> _Objective_:
Could you repeat every line of the data below, requests included, while scaling each x and y coordinate in the answers by 0.35 and rounding to whole numbers with halves going up? Leave the pictures out of your reply.

> _Records provided_:
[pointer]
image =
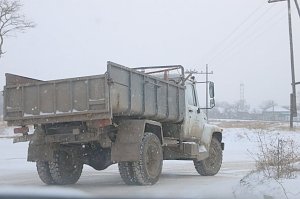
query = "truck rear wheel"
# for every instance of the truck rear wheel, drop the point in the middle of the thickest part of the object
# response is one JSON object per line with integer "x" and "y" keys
{"x": 148, "y": 168}
{"x": 126, "y": 172}
{"x": 65, "y": 169}
{"x": 44, "y": 172}
{"x": 211, "y": 165}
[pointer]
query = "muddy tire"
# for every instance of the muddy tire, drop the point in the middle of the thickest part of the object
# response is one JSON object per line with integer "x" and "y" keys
{"x": 148, "y": 168}
{"x": 44, "y": 172}
{"x": 65, "y": 169}
{"x": 126, "y": 173}
{"x": 211, "y": 165}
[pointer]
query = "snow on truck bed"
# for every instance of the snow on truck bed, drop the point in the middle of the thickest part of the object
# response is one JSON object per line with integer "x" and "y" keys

> _Output for this task_:
[pointer]
image =
query = "truck rear wheel"
# for every instance of the truck rear wheel, drop the point in the middle of the thickest part of the object
# response is one JSON object per line with integer "x" and "y" keys
{"x": 52, "y": 59}
{"x": 44, "y": 60}
{"x": 23, "y": 59}
{"x": 15, "y": 60}
{"x": 74, "y": 58}
[pointer]
query = "muddy tire"
# for every instance of the muddy tire, drop the point in the middle of the thickest part of the object
# response is one JSON object per line with integer "x" and "y" keys
{"x": 52, "y": 59}
{"x": 15, "y": 60}
{"x": 23, "y": 59}
{"x": 44, "y": 61}
{"x": 74, "y": 58}
[pointer]
query = "snow on truck bed"
# for every instance of the snow on truck bed, drop the point in the middle of the thickest part of the object
# response is one JSON object per line with integer "x" and "y" keys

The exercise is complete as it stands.